Retrieving and Compiling Knowledge of Antarctic Biology using Natural Language Processing and Geographic Information Retrieval
Ice-free areas of Antarctica (primarily formerly glaciated areas and nunataks) harbour unique and unexpectedly diverse flora and fauna, and the sparsity of suitable ice-free habitats and barriers to redistribution have created complex biogeographic patterns in terrestrial Antarctica. The distribution and activity of these endemic biological communities are overwhelmingly determined by the availability of liquid water; however, observed and predicted localized warming may significantly change the hydrological patterns in terrestrial Antarctica, leading to non-linear and heterogeneous changes in biological communities.
Over fifty years of research has shown that the Ross Sea Region (RSR, also known as the Ross Dependency) of Antarctica, administered by New Zealand, contains rich and iconic biological communities. The Antarctic Science Platform, a New Zealand government initiative, aims to leverage this wealth of information to comprehensively describe the terrestrial biological communities across the RSR, creating a framework with which warming-induced changes in the terrestrial biology can be modelled and projected.
However, information and knowledge of RSR biological communities predominantly exist as text and printed tables across a large body of scientific literature (estimated to be more than 20,000 journal articles and book chapters), a significant portion of which was published before the wide availability of global positioning system to field scientists. Retrieving and compiling knowledge of RSR biology therefore requires sophisticated and novel applications of natural language processing, geographic information retrieval, and deep learning techniques.

• _Problems to work on_:
1. In the passage on Antarctic biology, what overwhelmingly determines the distribution and activity of the endemic biological communities?
2. Continue the passage on compiling knowledge of Antarctic biology from where it ends.

• _Given data_:
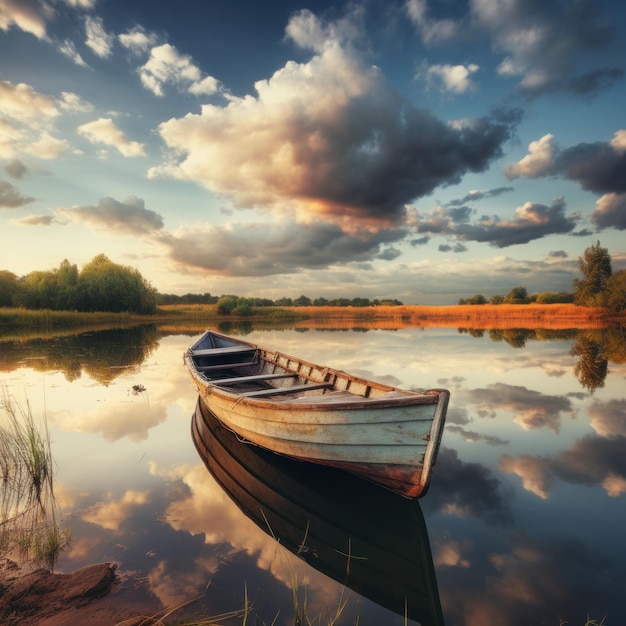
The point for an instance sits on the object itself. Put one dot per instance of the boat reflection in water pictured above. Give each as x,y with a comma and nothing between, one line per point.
363,536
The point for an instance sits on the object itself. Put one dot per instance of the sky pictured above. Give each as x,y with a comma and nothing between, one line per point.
423,150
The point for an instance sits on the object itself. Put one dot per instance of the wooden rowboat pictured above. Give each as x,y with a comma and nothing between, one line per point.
359,534
318,414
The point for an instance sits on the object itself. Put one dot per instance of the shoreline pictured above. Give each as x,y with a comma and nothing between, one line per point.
485,317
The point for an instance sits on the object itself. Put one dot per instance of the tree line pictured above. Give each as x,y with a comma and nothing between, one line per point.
599,286
102,285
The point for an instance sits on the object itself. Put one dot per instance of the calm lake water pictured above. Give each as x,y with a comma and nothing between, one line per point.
524,517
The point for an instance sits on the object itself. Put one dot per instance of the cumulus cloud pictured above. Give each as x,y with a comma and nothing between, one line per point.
532,409
168,66
544,43
137,39
11,198
27,15
599,167
608,419
454,78
328,137
98,40
476,194
35,220
128,217
68,49
255,249
431,30
532,221
72,102
610,211
26,121
467,489
592,461
16,168
104,131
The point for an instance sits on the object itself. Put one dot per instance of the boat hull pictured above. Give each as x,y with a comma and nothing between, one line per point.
359,534
389,436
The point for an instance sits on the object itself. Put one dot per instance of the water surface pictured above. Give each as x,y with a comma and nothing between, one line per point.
524,516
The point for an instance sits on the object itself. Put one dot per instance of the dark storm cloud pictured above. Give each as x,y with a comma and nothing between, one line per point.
593,82
531,408
11,198
354,149
599,167
475,196
255,249
130,216
532,221
16,168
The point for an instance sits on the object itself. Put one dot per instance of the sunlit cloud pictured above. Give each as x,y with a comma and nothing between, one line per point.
104,131
453,78
328,138
592,461
167,65
27,15
608,419
597,167
111,515
27,120
254,249
137,39
128,217
68,49
532,409
532,221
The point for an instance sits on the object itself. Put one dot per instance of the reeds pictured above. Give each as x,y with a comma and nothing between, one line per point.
28,509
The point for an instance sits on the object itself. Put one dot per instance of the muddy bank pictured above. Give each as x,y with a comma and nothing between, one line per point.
97,595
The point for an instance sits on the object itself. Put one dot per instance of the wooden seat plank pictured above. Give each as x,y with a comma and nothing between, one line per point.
285,390
224,366
252,378
220,351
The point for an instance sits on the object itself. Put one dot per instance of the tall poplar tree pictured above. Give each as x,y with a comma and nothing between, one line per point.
595,266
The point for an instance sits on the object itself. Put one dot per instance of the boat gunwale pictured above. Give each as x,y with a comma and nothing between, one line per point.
409,397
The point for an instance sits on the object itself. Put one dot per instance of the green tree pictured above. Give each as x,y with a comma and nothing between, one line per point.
302,301
9,286
595,265
106,286
615,298
517,295
226,304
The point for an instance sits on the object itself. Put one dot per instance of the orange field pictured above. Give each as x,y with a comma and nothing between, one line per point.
488,316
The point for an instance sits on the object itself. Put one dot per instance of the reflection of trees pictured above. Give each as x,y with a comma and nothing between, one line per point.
595,348
515,337
104,355
591,368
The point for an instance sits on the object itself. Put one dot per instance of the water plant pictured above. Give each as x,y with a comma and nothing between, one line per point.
28,509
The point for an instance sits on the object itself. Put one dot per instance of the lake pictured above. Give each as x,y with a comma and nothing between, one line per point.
523,520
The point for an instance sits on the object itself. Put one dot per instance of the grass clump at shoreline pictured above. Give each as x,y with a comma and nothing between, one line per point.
28,509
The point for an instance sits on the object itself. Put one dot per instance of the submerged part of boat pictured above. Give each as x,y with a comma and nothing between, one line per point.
314,413
361,535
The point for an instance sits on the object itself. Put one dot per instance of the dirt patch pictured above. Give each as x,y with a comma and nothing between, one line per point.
95,595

• _Numbered answers_:
1. The availability of liquid water.

2.
A PhD scholarship is available from the University of Waikato to extract and compile knowledge of biology across the RSR. The PhD candidate will work with Drs Charles Lee at the University of Waikato (expertise in Antarctic terrestrial biology) and Fraser Morgan at Manaaki Whenua - Landcare Research (expertise in informatics) to create an informatic pipeline capable of retrieving biological information from a variety of data sources, including natural language texts and structured databases, extracting (or approximating) geographic information associated with occurrence of flora and fauna, and systematically compiling retrieved data for validation.
Applicants must have an MSc or BSc Honours (or equivalent) in computer or information science. Experience with natural language processing, geographic information retrieval, geoparsing, and data mining is highly desirable. As part of this research, the candidate will likely join expeditions to the Ross Sea Region to conduct targeted sampling for validation and additional data gathering, so reasonable physical fitness is required.
This scholarship is fully funded by the Antarctic Science Platform and open to qualified individuals of any nationality or gender, but it is the successful applicant’s responsibility to secure a student visa for New Zealand. Applicants must meet all entrance requirements for the PhD programme at the University of Waikato. The scholarship covers both tuition fees and living expenses for three years.